### A block of data
• • •
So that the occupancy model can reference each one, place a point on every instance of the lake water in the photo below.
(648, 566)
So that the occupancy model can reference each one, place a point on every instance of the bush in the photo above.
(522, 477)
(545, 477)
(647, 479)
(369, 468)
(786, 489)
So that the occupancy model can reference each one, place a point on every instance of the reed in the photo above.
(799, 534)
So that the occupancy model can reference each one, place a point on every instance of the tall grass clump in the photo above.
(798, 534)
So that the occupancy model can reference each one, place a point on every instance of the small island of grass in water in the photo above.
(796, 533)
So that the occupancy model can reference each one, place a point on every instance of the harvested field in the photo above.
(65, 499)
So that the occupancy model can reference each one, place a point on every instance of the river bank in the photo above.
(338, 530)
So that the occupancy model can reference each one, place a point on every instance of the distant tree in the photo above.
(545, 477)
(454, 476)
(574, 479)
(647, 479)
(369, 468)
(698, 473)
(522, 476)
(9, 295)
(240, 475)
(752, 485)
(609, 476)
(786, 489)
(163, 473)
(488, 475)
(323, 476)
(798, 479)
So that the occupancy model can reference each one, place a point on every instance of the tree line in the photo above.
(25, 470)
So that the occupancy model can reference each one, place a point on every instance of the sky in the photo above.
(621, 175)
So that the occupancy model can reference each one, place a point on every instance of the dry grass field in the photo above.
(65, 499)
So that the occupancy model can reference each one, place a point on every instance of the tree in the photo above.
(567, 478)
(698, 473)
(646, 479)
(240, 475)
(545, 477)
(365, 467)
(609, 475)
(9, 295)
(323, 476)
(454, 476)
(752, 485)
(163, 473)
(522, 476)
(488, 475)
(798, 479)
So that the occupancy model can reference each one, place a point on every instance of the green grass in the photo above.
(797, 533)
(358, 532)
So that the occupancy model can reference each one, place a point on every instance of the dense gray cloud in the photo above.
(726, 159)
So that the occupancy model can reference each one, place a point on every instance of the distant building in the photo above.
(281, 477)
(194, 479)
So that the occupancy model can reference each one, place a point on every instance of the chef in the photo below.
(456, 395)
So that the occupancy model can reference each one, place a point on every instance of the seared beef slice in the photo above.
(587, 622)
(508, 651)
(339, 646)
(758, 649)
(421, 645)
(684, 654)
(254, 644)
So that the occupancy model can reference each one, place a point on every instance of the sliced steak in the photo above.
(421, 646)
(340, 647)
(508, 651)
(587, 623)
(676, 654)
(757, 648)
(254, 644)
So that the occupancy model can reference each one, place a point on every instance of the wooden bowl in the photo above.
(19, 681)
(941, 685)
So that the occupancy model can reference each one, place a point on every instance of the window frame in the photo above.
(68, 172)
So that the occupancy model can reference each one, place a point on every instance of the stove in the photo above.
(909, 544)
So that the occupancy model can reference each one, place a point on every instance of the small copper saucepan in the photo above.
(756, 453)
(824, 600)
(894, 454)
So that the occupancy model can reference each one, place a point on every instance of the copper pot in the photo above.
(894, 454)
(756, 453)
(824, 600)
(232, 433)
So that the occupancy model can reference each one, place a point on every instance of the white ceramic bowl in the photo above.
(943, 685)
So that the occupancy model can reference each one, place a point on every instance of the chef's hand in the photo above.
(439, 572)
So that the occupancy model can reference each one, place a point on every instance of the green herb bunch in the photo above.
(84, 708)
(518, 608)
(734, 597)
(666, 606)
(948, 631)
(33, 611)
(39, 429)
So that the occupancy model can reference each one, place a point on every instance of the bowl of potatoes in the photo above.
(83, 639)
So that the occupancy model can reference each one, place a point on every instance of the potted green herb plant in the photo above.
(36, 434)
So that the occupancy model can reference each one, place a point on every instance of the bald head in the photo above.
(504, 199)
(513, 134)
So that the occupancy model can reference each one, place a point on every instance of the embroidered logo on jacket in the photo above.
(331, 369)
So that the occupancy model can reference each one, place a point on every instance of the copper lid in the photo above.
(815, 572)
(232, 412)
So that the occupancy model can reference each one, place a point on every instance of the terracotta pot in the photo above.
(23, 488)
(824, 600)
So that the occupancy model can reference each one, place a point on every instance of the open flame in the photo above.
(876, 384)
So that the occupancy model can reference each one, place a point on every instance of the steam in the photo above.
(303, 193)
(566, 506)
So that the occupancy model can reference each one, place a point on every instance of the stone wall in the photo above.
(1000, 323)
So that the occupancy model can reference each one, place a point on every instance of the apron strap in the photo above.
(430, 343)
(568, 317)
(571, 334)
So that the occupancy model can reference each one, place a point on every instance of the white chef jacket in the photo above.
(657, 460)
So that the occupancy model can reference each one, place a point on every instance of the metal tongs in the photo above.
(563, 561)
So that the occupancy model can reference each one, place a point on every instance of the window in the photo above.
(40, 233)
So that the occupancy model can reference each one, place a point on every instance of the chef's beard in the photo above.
• • •
### Task prompt
Rewrite every line of the block of data from the one containing "terracotta pot in the photo above." through the last line above, both ends included. Offset each coordinate in the answers by adding 102 to it.

### Finished exercise
So that the occupancy model can reference each one, place a point on every instance of the terracotta pot in the photo above.
(125, 590)
(926, 702)
So that the occupancy model can reference each one, place a point on every instance of the open flame in the photo above.
(978, 486)
So that the occupancy model can reference each one, place a point on every instance of the steam in the photo above.
(405, 295)
(668, 608)
So that the occupancy model can reference each one, place a point on every instance of the stone wall in the photo above.
(1102, 425)
So that the occupancy model can reference each one, place a point on every instance of the apron strap in the photo above.
(532, 445)
(670, 419)
(673, 436)
So that the occupancy model can reference each one, place a point on every instance of the white chef jacket in the photo above.
(759, 562)
So that the occupancy model can reference each one, place a point on every instance of the metal tongs in the photo above.
(665, 663)
So that the occupancy model can reference each one, place a point on every instance of the window in the photo above.
(142, 335)
So that the occupancy model can reference each one, place a point on every instance of the chef's beard in the photo above.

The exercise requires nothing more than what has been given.